- _TASK INSTRUCTIONS_
Reproduce every line of the listing below word for word, without changing anything.

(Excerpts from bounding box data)
★ ★ ★ ★ ★ ★ ★
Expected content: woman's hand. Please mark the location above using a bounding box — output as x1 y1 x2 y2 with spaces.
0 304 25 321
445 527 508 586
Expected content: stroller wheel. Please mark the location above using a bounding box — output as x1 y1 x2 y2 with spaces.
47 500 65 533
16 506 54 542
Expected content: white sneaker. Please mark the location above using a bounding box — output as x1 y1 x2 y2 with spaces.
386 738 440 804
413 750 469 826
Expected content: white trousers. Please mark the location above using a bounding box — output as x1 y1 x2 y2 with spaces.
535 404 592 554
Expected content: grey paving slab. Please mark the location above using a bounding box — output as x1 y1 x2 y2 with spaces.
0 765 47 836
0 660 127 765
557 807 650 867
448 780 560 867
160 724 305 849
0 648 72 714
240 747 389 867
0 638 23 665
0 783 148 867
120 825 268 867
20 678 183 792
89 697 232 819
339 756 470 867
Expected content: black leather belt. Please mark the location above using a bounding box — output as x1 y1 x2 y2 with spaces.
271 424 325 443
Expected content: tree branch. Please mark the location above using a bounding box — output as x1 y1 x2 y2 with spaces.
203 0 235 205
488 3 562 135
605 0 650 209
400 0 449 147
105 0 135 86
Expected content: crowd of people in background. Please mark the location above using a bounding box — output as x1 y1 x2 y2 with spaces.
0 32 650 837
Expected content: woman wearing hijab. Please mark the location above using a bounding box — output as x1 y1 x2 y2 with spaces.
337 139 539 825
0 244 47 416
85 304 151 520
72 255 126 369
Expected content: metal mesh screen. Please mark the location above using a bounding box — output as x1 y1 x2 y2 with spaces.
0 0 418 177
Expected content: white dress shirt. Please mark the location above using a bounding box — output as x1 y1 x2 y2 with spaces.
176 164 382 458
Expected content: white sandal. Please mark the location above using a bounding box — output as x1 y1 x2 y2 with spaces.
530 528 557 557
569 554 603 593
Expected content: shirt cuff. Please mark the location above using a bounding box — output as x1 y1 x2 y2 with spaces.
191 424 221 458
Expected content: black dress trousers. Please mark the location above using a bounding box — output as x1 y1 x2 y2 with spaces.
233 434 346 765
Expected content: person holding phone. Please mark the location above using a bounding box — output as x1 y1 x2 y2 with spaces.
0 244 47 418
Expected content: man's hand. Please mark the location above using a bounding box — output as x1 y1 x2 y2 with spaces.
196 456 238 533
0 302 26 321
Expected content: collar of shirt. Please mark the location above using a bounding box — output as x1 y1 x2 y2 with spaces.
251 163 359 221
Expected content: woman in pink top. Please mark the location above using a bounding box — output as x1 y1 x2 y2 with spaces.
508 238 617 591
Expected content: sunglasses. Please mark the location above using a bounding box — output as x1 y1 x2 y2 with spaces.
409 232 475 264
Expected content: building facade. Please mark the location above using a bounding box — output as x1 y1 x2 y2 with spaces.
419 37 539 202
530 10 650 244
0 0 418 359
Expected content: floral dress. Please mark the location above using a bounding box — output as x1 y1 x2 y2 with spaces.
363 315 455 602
★ ★ ★ ★ ★ ★ ★
- _RESULT_
Expected content: woman's hand. Please mark the location above using a bounding box — output as x1 y1 x2 y2 with spaces.
0 304 25 321
445 527 508 586
Expected content: stroller wheel. Please mark the location above using a bounding box — output as x1 y1 x2 y2 with spaces.
47 500 65 533
16 506 54 542
Expected content: white sneaker. Please mark the location above using a bounding box — output as x1 y1 x2 y2 with spaces.
386 738 440 804
413 750 469 826
Expected content: white trousers. Please mark the location above using a bounding box — output as x1 y1 x2 y2 with spaces.
535 404 592 554
Expected content: grey paving slab. Please mark the location above using a bounding box — output as x1 y1 x2 y2 with spaces.
0 765 47 836
0 660 127 765
557 807 650 867
448 780 560 867
160 724 305 849
0 648 72 714
240 747 389 867
0 638 23 665
0 783 148 867
120 825 268 867
20 678 183 792
89 697 232 819
339 756 470 867
Expected content: black leather belt. Please mark the location above using a bounding box — output as x1 y1 x2 y2 with spaces.
271 424 325 443
Expected content: tree branch. Please mark the location above using a bounding box — output as x1 y1 x2 y2 with spaces.
203 0 235 205
488 3 562 135
605 0 650 209
400 0 449 147
105 0 135 86
Expected content: crowd of people in background. Please mark the location above using a bounding box — output as x1 y1 x2 y2 with spaces.
0 32 650 837
Expected content: woman wearing hijab. Please mark the location above using a bounding box — output as x1 y1 x2 y2 with spaces.
337 139 539 825
0 244 47 416
85 304 151 520
72 255 126 369
Expected content: metal mesh screen. Please mark the location above using a bounding box — output as x1 y1 x2 y2 with spaces.
0 0 418 177
Expected content: white dress shirt. Please mark the location above using a bounding box — output as x1 y1 x2 y2 with spaces.
176 164 382 458
Expected content: white sandal. Please mark the location above using a bounding box — output as x1 y1 x2 y2 with spaces.
530 528 557 557
569 554 603 593
Expected content: shirt cuff. Please mark the location above using a bounding box — output as x1 y1 x2 y2 with spaces.
191 424 221 458
Expected content: black dress trousers. Please mark the location above using a bounding box — output as x1 y1 x2 y2 with spaces.
233 434 346 765
Expected content: person holding phone. Please mark the location above using a bounding box — output as x1 y1 x2 y2 with spaces.
0 244 47 418
Expected content: man's hand. Please mark the location above using a bounding box — output as x1 y1 x2 y2 with spaces.
196 456 238 533
0 302 26 321
Expected content: collar of shirt. Please mark the location above using a bounding box — output as x1 y1 x2 y2 with spaces.
251 163 359 221
Expected content: woman in pink top. Please mark the location above using a bounding box — output as x1 y1 x2 y2 with spaces.
508 238 617 591
Expected content: sunglasses. Please mark the location above using a bounding box — output as x1 y1 x2 y2 with spaces.
409 232 475 264
Expected content: building facade. Please mark the location above using a bounding box — output as x1 y1 x2 y2 with spaces.
419 37 539 202
530 10 650 244
0 0 418 359
Expected content: floral dress. Please mark the location above using a bounding box — output as x1 y1 x2 y2 with spaces.
363 315 455 602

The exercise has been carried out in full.